Requirement: Could you restate word for word each line from the top of the listing below through the line containing "pixel 502 366"? Keep the pictures out.

*** Opening Data to use ***

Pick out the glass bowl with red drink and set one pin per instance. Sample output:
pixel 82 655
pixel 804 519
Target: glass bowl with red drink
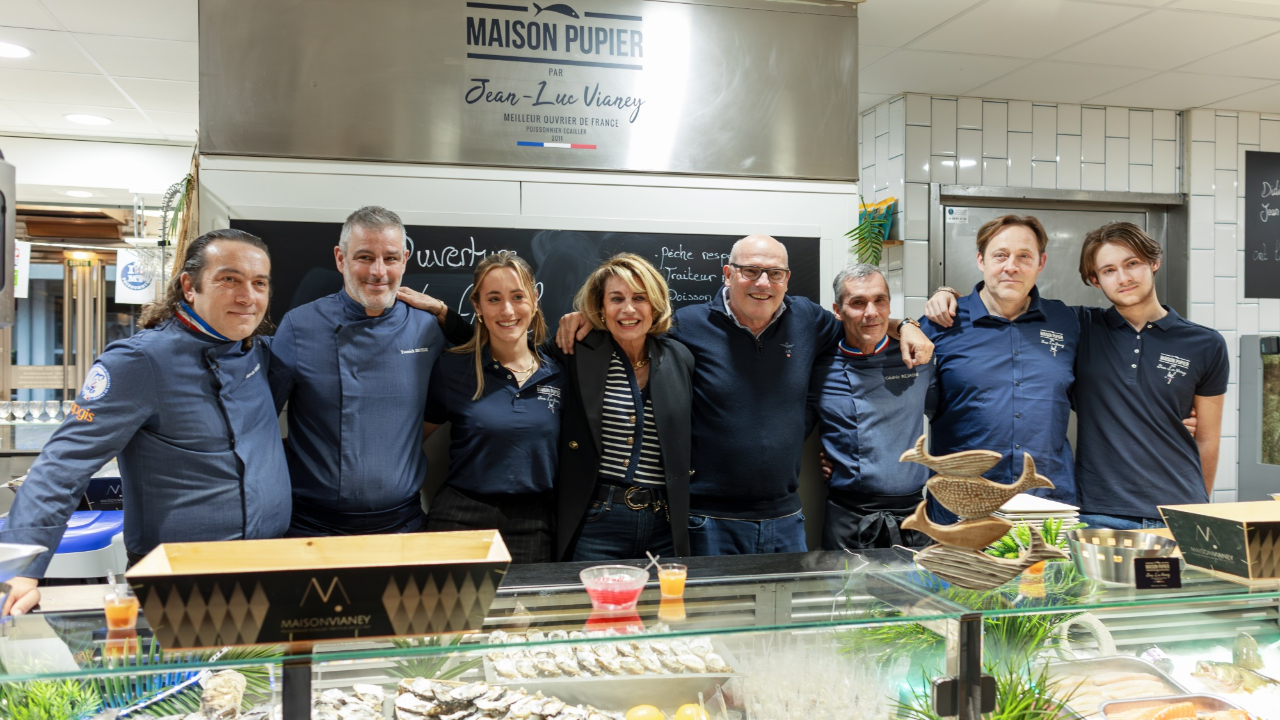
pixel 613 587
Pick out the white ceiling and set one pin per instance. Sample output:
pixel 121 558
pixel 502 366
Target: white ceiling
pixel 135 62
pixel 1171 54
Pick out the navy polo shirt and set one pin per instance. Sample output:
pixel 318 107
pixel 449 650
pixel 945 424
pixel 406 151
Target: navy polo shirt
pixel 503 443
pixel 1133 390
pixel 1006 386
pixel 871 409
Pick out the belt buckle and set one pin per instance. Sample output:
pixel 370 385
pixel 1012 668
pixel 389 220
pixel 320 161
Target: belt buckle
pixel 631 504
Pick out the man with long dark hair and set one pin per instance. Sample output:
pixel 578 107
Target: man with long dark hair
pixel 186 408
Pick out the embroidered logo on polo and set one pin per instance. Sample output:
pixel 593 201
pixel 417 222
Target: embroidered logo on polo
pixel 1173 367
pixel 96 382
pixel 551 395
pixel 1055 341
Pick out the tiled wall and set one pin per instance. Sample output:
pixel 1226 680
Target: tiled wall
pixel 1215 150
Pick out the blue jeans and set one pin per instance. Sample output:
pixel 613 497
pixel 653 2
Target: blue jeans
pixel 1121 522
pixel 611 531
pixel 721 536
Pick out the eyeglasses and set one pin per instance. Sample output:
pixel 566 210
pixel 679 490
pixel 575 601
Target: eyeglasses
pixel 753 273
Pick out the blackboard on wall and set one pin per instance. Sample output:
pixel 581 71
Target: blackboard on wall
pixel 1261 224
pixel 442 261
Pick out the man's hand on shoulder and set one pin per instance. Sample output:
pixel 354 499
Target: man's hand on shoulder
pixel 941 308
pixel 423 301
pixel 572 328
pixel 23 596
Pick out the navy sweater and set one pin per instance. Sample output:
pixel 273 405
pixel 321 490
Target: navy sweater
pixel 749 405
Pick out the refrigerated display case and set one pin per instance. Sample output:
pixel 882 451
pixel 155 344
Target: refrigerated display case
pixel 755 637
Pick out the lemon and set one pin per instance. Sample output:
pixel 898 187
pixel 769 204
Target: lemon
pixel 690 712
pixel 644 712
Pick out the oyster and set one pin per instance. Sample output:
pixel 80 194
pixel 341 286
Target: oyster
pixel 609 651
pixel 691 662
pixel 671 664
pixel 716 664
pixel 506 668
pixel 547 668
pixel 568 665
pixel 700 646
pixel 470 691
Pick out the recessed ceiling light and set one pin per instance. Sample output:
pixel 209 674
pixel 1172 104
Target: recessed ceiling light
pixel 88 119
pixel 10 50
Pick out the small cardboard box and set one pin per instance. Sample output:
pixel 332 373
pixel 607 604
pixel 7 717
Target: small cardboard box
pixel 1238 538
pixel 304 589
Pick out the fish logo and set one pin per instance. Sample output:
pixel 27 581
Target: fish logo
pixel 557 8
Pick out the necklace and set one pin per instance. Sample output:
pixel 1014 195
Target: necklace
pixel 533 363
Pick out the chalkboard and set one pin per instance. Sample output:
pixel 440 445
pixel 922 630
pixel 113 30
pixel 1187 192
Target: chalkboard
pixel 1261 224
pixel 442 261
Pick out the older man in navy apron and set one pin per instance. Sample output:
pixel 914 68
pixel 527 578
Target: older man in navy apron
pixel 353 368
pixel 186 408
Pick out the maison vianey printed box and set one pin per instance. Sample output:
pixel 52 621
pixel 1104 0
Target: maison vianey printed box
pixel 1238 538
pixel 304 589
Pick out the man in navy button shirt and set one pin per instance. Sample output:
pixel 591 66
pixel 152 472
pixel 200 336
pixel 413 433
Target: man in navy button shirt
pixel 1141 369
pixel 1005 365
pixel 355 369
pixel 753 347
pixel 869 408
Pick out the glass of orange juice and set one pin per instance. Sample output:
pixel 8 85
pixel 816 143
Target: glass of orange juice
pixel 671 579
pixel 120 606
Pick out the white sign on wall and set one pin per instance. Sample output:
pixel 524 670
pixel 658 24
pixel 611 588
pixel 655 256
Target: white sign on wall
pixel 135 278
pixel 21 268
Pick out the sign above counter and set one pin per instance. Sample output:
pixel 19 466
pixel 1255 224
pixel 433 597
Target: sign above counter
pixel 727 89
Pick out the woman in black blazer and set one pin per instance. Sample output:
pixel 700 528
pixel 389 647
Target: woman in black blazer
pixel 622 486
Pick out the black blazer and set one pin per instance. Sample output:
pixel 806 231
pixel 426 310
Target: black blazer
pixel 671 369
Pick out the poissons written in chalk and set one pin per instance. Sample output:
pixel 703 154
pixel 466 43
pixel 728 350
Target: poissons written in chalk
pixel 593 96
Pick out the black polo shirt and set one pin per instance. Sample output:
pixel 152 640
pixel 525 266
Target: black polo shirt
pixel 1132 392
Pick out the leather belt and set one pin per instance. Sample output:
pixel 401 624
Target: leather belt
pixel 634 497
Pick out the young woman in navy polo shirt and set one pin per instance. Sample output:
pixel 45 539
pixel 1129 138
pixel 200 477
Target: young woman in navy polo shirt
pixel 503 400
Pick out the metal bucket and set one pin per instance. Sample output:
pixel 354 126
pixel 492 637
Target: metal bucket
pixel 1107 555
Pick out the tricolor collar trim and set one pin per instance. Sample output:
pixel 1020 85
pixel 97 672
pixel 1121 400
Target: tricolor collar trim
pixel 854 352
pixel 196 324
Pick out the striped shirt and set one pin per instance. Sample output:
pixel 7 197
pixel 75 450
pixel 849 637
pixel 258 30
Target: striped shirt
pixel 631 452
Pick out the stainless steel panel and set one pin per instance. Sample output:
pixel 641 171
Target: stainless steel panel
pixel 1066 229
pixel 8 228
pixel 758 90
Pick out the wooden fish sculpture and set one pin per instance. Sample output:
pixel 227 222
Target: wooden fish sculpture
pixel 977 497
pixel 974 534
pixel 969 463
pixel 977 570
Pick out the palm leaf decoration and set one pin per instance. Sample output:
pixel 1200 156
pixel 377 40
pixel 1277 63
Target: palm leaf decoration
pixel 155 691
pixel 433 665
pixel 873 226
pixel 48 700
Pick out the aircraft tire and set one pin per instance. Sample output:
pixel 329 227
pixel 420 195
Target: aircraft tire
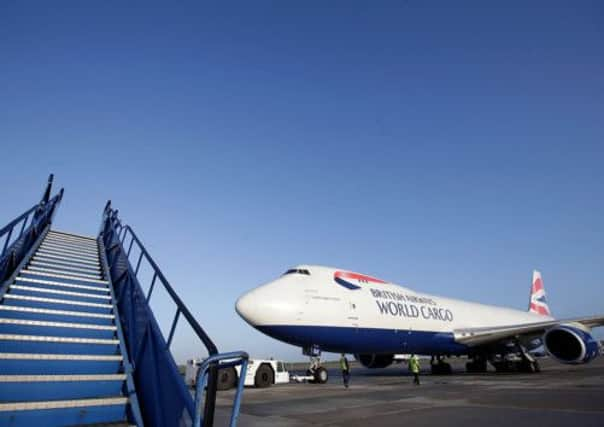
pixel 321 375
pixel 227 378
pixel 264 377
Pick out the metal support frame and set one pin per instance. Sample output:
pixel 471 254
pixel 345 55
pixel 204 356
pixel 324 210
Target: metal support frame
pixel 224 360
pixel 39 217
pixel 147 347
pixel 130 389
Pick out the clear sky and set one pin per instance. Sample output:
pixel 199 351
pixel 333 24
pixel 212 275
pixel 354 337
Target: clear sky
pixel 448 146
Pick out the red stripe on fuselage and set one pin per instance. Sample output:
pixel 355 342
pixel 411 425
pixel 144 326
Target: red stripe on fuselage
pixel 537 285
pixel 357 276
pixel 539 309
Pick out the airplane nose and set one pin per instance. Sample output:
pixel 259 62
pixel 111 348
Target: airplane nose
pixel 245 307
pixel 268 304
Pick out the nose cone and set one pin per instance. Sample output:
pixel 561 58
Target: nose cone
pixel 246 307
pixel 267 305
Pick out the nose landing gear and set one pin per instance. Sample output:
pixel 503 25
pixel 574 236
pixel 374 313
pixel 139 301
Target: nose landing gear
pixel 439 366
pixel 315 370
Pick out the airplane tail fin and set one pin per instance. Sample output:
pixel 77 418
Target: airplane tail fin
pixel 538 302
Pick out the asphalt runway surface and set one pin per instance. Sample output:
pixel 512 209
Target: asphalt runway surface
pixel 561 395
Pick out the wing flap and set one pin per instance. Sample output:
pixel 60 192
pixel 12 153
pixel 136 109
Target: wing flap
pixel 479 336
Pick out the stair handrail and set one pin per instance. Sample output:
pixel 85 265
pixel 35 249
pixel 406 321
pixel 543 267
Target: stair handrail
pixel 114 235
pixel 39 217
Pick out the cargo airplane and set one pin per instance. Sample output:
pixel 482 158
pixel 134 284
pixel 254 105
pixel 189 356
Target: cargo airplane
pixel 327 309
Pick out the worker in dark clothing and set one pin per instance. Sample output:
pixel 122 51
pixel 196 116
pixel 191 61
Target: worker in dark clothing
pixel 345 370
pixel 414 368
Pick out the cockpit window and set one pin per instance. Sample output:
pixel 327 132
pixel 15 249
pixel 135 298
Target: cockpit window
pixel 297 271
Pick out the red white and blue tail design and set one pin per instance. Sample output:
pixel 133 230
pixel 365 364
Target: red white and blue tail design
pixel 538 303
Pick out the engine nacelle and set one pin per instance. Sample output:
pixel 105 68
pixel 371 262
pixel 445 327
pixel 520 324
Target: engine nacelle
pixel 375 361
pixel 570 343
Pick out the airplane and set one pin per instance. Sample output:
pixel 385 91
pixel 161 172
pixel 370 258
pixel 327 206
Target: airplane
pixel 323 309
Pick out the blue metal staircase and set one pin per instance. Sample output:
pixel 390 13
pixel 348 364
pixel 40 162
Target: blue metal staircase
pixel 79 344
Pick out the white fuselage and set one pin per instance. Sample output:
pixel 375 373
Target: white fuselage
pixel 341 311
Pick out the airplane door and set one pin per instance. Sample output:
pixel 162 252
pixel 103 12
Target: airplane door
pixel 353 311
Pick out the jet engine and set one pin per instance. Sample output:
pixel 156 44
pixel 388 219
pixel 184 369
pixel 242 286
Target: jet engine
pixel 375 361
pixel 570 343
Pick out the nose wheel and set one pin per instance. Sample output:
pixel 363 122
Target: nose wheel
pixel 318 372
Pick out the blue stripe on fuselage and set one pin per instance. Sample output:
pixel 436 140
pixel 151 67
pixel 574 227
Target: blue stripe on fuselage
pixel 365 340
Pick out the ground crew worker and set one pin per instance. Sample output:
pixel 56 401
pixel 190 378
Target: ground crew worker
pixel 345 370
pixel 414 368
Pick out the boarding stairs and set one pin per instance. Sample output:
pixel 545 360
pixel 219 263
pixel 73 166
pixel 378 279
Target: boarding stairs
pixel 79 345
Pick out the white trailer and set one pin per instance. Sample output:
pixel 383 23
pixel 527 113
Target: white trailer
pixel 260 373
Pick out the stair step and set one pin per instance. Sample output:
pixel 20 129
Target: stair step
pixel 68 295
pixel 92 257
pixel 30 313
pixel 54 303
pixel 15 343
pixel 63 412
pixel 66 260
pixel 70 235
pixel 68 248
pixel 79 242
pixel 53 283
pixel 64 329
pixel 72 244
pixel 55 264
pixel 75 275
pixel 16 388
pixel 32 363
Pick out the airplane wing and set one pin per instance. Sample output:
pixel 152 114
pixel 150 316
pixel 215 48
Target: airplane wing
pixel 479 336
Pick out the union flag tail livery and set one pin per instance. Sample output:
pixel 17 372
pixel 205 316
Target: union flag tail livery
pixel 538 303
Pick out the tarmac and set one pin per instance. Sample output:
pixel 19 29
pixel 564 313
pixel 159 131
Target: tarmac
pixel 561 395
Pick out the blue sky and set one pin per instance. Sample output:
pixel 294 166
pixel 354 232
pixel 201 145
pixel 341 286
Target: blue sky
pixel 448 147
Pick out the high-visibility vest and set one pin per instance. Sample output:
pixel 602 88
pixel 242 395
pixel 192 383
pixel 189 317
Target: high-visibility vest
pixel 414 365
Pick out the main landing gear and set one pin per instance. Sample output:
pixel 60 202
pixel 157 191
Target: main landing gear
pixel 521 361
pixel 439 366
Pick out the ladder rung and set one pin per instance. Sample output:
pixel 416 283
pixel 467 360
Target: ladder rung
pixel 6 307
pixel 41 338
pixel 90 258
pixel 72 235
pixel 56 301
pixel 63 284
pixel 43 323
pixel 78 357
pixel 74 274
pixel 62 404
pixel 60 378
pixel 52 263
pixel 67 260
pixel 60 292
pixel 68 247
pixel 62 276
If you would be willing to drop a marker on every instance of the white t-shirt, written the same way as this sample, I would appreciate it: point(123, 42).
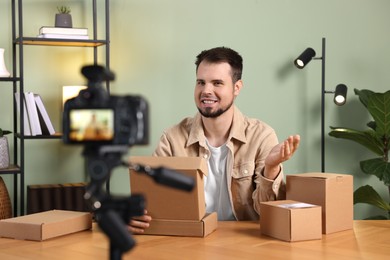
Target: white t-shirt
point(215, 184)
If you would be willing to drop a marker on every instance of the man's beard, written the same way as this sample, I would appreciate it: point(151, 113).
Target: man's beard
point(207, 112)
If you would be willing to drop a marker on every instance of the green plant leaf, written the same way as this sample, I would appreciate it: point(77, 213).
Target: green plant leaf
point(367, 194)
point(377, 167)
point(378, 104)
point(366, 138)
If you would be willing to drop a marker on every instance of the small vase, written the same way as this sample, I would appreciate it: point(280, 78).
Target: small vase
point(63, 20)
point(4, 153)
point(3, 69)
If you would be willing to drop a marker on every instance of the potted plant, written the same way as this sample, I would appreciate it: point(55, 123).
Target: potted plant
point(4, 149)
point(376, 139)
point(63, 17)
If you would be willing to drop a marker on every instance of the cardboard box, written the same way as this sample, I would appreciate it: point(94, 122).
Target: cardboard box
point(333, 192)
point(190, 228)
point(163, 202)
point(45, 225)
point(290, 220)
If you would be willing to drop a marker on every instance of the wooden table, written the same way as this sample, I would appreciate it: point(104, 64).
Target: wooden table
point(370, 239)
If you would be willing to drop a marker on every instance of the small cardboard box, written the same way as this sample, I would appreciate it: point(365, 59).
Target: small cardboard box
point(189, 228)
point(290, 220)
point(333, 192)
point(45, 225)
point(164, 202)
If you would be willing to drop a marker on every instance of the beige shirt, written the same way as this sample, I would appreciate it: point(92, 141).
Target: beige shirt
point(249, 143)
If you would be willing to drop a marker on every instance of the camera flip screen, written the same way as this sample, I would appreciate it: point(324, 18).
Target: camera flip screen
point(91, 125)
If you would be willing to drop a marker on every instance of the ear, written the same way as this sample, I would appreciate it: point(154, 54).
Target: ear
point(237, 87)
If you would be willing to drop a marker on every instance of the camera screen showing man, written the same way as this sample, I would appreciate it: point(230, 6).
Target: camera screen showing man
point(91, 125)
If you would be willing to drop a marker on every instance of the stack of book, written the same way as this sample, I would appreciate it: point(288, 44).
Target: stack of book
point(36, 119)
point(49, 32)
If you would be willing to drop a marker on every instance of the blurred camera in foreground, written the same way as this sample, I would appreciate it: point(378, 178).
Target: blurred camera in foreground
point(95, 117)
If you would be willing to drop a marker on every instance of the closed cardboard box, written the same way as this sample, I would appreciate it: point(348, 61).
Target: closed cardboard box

*** Closing Data to use ***

Answer space:
Pick out the glass bowl with red drink and set one pin per instance. Sample output:
pixel 82 655
pixel 804 519
Target: glass bowl with red drink
pixel 613 587
Pick out the white ceiling and set one pin per instance. Sample output:
pixel 121 558
pixel 502 366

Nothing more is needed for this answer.